====== TEXT ======

In the so called English Cemetery of Porta a Pinti, in Piazza Donatello in Florence, are buried the most varied foreign personalities who, in the eighteenth century, had chosen Florence as the home of their cultural and economic life. The cemetery is part of the UNESCO Heritage, of the ASCE, of the Cultural Route of the European Council and is well protected by the Ministry of Cultural Heritage.

The English Cemetary , owned by the Swiss Reformed Church in Florence, is a place of historical, religious and cultural witness which was born because of a discrimination: at the beginning of the 19th century non-Catholics were not accepted in the cemeteries of the City and the closest place to burial the Protestants in Florence was Livorno. So there was a need for a Cemetary in Florence with the vocation to be multicultural, multinational and multireligious.

The Cemetery was opened by the Reformed Church of Switzerland in Florence in 1827 thanks to the granting of Grand Duke Leopold II of Lorraine. And few years ago, after being closed for about a century, it reopened, hosting only ashes and maintaining its original vocation of welcoming everyone.

The cemetery inside has a library and the video and tape library of Fioretta Mazzei.

The Cemetery, with approximately 1400 tombs of 16 countries, has many English tombs and this is why it is called English.  But there are buried people from Switzerland, United States, and from so many other nations. Among the prominent figures here we find: Elizabeth Barrett Browning, English poet and Giovan Pietro Vieusseux, Swiss writer and publisher.

Born outside the walls of the door called Porta à Pinti was later found inside the city after the arch. Poggi restored it for the move of the capital of the Kingdom of Italy to Florence in 1861. All this has made its position of "island" particularly interesting within the new ring road of Florence.

Various cultural events have been held in recent years in order to enhance and make the cemetery a living place of culture.

====== LISTED RECORDS ======

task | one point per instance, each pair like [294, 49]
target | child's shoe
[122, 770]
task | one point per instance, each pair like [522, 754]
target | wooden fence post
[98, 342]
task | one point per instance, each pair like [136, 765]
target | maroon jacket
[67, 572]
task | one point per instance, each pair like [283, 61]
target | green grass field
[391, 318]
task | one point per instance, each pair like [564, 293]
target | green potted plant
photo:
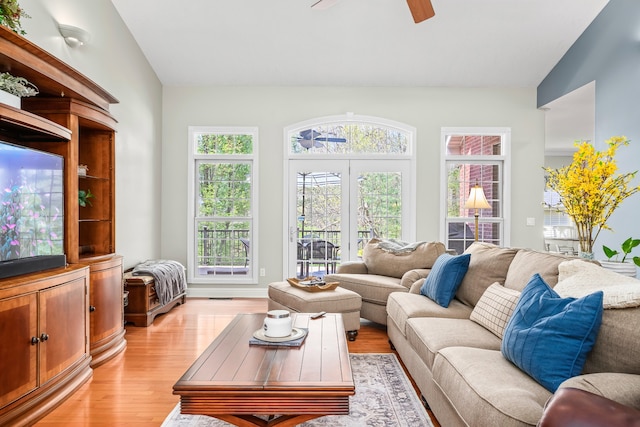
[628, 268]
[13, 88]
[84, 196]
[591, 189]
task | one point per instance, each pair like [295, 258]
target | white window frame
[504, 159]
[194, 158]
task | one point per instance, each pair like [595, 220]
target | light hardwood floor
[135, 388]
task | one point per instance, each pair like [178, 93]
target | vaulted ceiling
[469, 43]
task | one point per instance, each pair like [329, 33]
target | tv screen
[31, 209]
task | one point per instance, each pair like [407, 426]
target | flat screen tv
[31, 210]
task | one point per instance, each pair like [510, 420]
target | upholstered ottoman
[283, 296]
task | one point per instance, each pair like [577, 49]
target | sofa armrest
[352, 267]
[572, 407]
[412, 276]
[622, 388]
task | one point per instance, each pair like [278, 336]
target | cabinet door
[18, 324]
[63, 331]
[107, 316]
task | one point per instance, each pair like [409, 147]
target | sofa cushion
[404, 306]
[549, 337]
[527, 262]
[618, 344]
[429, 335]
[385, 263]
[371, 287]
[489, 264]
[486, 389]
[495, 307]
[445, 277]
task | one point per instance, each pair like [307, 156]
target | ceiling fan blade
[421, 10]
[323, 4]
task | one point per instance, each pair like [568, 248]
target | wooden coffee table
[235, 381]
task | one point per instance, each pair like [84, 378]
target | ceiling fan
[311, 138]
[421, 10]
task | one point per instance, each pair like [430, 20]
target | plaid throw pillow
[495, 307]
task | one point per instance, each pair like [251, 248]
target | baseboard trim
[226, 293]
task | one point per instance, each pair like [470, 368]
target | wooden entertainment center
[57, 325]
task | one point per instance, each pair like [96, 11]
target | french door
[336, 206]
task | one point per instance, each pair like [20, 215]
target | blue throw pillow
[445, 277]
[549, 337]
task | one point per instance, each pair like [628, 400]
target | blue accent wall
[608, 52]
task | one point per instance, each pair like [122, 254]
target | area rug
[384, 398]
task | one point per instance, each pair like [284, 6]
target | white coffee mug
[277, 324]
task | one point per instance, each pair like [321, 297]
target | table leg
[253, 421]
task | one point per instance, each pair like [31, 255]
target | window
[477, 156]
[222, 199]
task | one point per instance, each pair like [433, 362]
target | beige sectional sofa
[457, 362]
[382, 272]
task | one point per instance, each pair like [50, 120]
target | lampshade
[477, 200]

======
====== LISTED RECORDS ======

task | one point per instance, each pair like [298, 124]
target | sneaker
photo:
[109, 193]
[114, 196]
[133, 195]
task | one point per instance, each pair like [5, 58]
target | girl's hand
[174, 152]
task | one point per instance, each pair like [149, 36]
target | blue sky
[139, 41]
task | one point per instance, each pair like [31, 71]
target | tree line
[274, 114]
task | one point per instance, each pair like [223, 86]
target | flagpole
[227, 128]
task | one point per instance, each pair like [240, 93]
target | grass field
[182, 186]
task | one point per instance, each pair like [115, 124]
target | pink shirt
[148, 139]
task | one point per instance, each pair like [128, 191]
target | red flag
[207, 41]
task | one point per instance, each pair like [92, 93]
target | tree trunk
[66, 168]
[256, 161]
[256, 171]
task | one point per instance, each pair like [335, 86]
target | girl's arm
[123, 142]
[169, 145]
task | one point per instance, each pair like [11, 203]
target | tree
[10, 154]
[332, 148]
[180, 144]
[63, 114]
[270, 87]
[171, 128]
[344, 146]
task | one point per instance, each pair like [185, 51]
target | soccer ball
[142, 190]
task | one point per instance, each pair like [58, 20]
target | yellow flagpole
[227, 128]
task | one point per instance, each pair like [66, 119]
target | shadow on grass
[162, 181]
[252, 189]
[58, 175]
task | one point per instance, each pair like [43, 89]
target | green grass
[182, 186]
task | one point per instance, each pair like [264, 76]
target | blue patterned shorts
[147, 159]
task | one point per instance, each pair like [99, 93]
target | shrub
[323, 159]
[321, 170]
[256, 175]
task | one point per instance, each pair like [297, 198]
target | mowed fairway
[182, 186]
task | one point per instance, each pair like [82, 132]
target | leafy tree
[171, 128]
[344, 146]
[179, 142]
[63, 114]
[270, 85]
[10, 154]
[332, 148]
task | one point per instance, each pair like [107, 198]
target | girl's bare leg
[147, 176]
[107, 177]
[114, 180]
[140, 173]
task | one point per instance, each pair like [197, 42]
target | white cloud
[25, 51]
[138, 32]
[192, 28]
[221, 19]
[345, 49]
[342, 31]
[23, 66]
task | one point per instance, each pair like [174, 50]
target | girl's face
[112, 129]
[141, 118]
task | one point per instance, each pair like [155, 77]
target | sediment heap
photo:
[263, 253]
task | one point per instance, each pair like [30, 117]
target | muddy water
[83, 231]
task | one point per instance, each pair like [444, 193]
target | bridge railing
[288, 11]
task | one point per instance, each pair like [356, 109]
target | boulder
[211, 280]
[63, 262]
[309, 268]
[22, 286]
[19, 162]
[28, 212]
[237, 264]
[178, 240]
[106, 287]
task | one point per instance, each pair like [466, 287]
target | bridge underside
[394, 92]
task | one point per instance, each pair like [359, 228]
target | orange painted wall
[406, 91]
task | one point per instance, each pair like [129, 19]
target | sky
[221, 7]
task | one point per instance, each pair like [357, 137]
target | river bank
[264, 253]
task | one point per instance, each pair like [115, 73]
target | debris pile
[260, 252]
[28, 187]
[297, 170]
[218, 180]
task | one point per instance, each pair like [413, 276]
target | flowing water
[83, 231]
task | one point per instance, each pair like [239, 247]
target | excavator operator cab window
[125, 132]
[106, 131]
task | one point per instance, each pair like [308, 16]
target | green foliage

======
====== LISTED RECORDS ======

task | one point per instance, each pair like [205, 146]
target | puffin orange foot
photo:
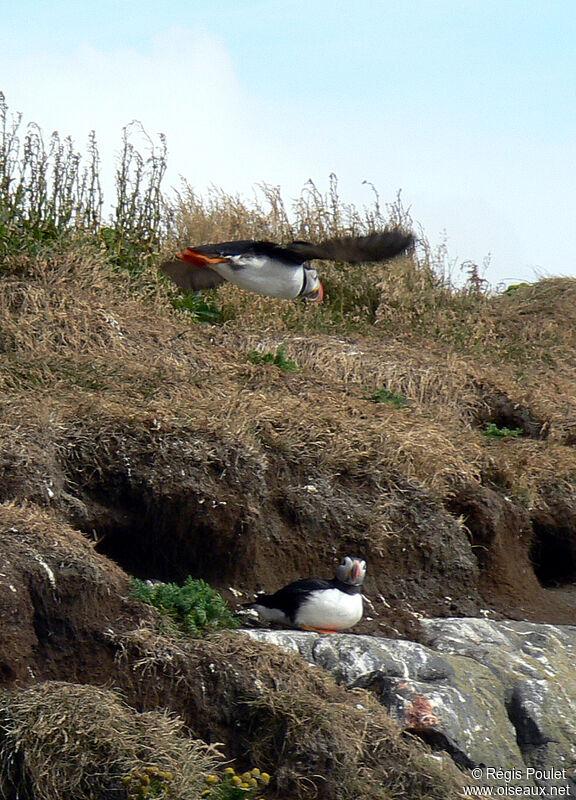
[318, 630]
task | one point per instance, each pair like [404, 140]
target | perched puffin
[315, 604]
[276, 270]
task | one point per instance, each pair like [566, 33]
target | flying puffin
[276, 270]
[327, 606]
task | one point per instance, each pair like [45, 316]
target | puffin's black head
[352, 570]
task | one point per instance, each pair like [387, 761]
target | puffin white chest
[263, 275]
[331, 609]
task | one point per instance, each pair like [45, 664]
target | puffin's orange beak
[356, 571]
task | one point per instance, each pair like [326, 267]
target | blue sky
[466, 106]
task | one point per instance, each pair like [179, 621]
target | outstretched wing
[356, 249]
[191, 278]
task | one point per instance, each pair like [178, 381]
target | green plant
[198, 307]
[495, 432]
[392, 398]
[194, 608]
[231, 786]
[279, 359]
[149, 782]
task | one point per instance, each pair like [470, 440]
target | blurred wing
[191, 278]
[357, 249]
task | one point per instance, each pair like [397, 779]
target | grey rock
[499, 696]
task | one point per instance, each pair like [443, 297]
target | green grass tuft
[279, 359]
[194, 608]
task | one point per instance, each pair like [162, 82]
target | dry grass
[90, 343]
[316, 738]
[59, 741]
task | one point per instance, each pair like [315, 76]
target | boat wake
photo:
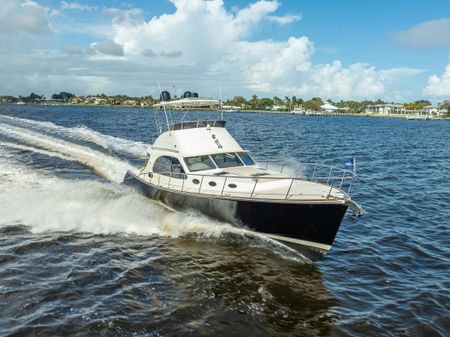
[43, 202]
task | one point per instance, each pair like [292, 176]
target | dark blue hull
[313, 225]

======

- TO DO
Copy out the passage on the English Cemetery, starting at the words "The cemetery inside" and ending after "road of Florence.". Swap every "tombs" for "graves".

- TASK RESPONSE
The cemetery inside has a library and the video and tape library of Fioretta Mazzei.

The Cemetery, with approximately 1400 graves of 16 countries, has many English graves and this is why it is called English.  But there are buried people from Switzerland, United States, and from so many other nations. Among the prominent figures here we find: Elizabeth Barrett Browning, English poet and Giovan Pietro Vieusseux, Swiss writer and publisher.

Born outside the walls of the door called Porta à Pinti was later found inside the city after the arch. Poggi restored it for the move of the capital of the Kingdom of Italy to Florence in 1861. All this has made its position of "island" particularly interesting within the new ring road of Florence.